-- Work to complete --
Rewrite the material below as a numbered list, one line per entry with blank lines dropped, and leave out the pictures.

-- Source records --
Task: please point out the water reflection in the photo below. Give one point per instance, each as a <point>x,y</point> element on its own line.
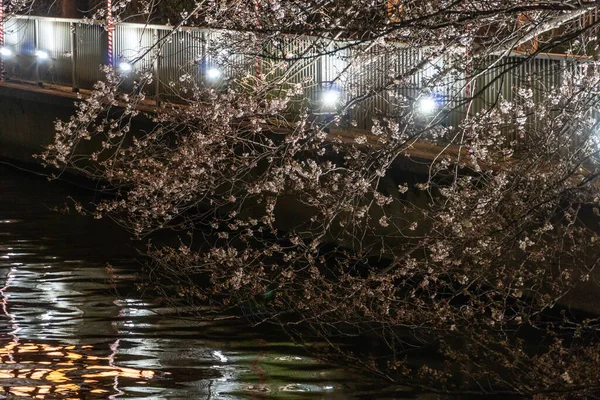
<point>41,371</point>
<point>72,328</point>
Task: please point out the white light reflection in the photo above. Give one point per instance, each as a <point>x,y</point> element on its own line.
<point>213,73</point>
<point>331,97</point>
<point>218,354</point>
<point>5,52</point>
<point>125,67</point>
<point>426,105</point>
<point>42,55</point>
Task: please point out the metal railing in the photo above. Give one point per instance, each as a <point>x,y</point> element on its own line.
<point>69,52</point>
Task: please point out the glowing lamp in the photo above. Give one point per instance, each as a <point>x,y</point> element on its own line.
<point>331,97</point>
<point>5,52</point>
<point>426,105</point>
<point>125,67</point>
<point>213,73</point>
<point>42,55</point>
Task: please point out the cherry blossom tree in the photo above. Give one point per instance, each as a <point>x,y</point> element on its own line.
<point>450,230</point>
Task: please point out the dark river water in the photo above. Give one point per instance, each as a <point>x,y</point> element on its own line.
<point>71,328</point>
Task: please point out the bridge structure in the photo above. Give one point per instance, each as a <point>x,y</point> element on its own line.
<point>69,53</point>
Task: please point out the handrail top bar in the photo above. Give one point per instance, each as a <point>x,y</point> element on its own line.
<point>553,56</point>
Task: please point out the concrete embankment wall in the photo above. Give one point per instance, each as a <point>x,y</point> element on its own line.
<point>27,120</point>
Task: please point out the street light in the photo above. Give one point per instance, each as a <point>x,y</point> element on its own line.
<point>125,67</point>
<point>331,97</point>
<point>42,55</point>
<point>213,73</point>
<point>5,52</point>
<point>426,105</point>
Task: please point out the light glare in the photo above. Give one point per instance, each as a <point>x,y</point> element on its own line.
<point>125,67</point>
<point>5,52</point>
<point>42,55</point>
<point>213,73</point>
<point>331,97</point>
<point>426,105</point>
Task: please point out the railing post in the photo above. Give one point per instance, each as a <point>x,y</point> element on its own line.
<point>156,67</point>
<point>1,40</point>
<point>36,32</point>
<point>110,31</point>
<point>74,81</point>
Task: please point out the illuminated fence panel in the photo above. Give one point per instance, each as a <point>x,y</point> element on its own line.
<point>182,62</point>
<point>228,52</point>
<point>133,46</point>
<point>383,81</point>
<point>92,50</point>
<point>291,62</point>
<point>54,39</point>
<point>378,81</point>
<point>19,37</point>
<point>507,78</point>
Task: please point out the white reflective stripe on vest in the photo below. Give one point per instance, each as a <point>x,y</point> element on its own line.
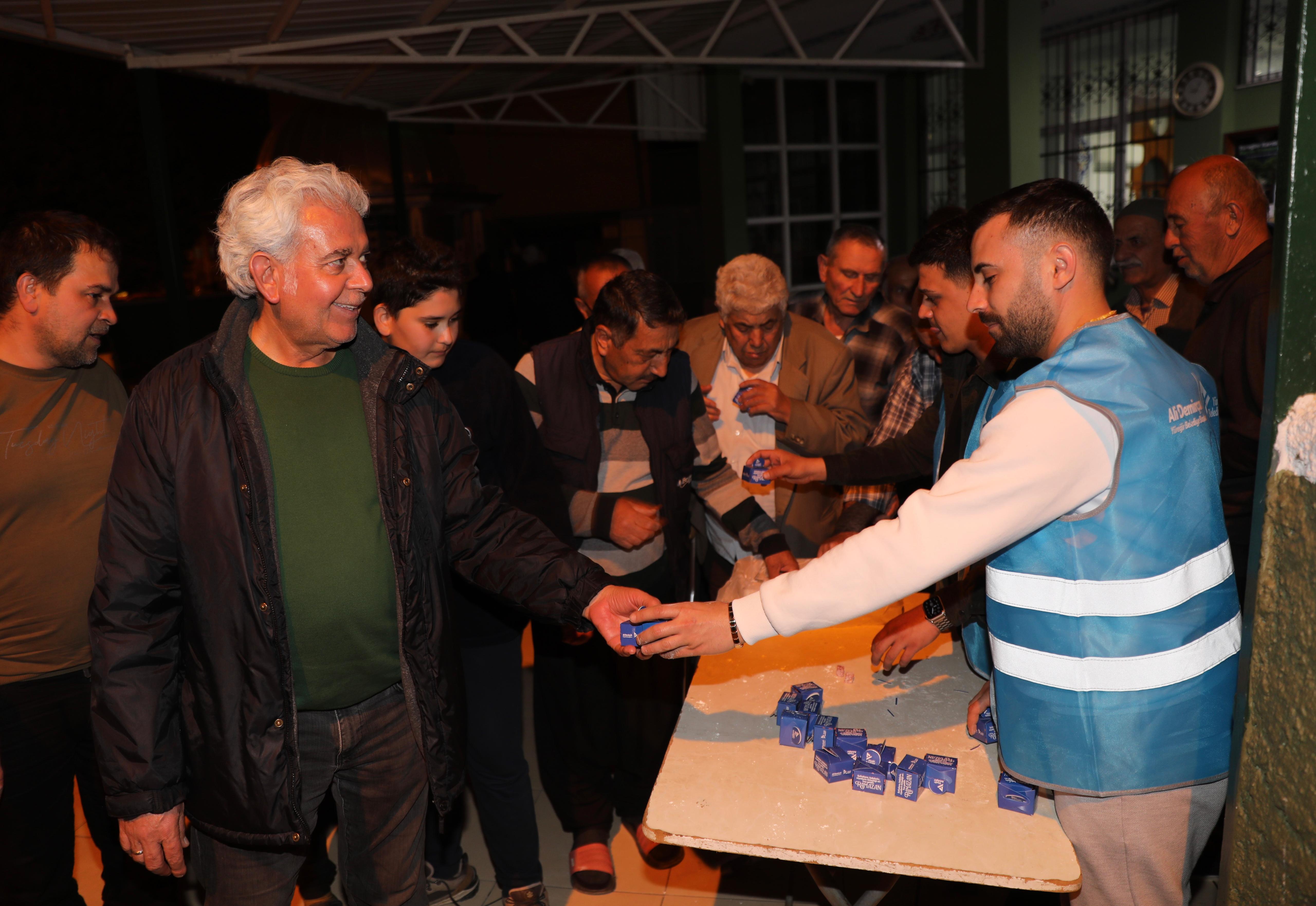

-- Task response --
1. Task: please point out the water reflection in the photo below. Give one point per instance, each as a <point>x,y</point> element on its own line.
2. <point>41,371</point>
3. <point>72,328</point>
4. Task: please point out the white light reflection in the photo above. Give one point per instance, each as a <point>x,y</point> element on its own line.
5. <point>213,73</point>
6. <point>331,97</point>
7. <point>218,354</point>
8. <point>5,52</point>
9. <point>125,67</point>
10. <point>426,105</point>
11. <point>42,55</point>
12. Task: please point out the metal railing in the photo above. Give one point per instance, each as a <point>x,y</point> element on its own line.
13. <point>69,52</point>
14. Task: please point out the glowing lamp in the photo above. Give one point per instance, each as a <point>x,y</point> element on its own line.
15. <point>331,97</point>
16. <point>5,52</point>
17. <point>426,105</point>
18. <point>125,67</point>
19. <point>213,73</point>
20. <point>42,55</point>
21. Task: please point out the cherry blossom tree in the photo above. Give one point per instance, each as a <point>x,y</point> element on its own line.
22. <point>450,230</point>
23. Task: please point out the dark river water in the photo above. Give one point per instance, each as a <point>x,y</point> element on its own line.
24. <point>71,328</point>
25. Task: please point out the bridge structure in the photo above. Give one point per instance, each as a <point>x,y</point> element on its own line.
26. <point>69,53</point>
27. Task: please point out the handrail top bar in the photo above. Give one point per instance, each as a <point>x,y</point> element on its own line.
28. <point>553,56</point>
29. Task: please point out the concrete embankment wall in the photo above. Give one point per instance, each as a <point>x,y</point> element on its own line.
30. <point>27,120</point>
31. Task: please point out the street light in the photo above. Give one point per instance, each as a <point>x,y</point> element on its own line.
32. <point>125,67</point>
33. <point>331,97</point>
34. <point>42,55</point>
35. <point>213,73</point>
36. <point>5,52</point>
37. <point>426,105</point>
38. Task: please point out the light glare in the photo above. Give one point per instance, each as a <point>x,y</point> element on its own line.
39. <point>125,67</point>
40. <point>5,52</point>
41. <point>42,55</point>
42. <point>213,73</point>
43. <point>331,97</point>
44. <point>426,105</point>
45. Task: please point out the railing post in the photo above. Give one point per instance, each as a <point>x,y</point> element on its own line.
46. <point>156,67</point>
47. <point>1,40</point>
48. <point>36,32</point>
49. <point>110,31</point>
50. <point>74,81</point>
51. Task: please point out the illuminated fence panel in the photo above. Give one point per instance, each as a <point>x,y</point> element on its own line.
52. <point>182,62</point>
53. <point>228,52</point>
54. <point>133,46</point>
55. <point>383,81</point>
56. <point>92,50</point>
57. <point>291,62</point>
58. <point>54,39</point>
59. <point>378,81</point>
60. <point>19,37</point>
61. <point>507,78</point>
62. Task: please point out the white reflective stripe on vest in the photo below. Give one point per instance, each as a <point>x,y</point> element on its own line.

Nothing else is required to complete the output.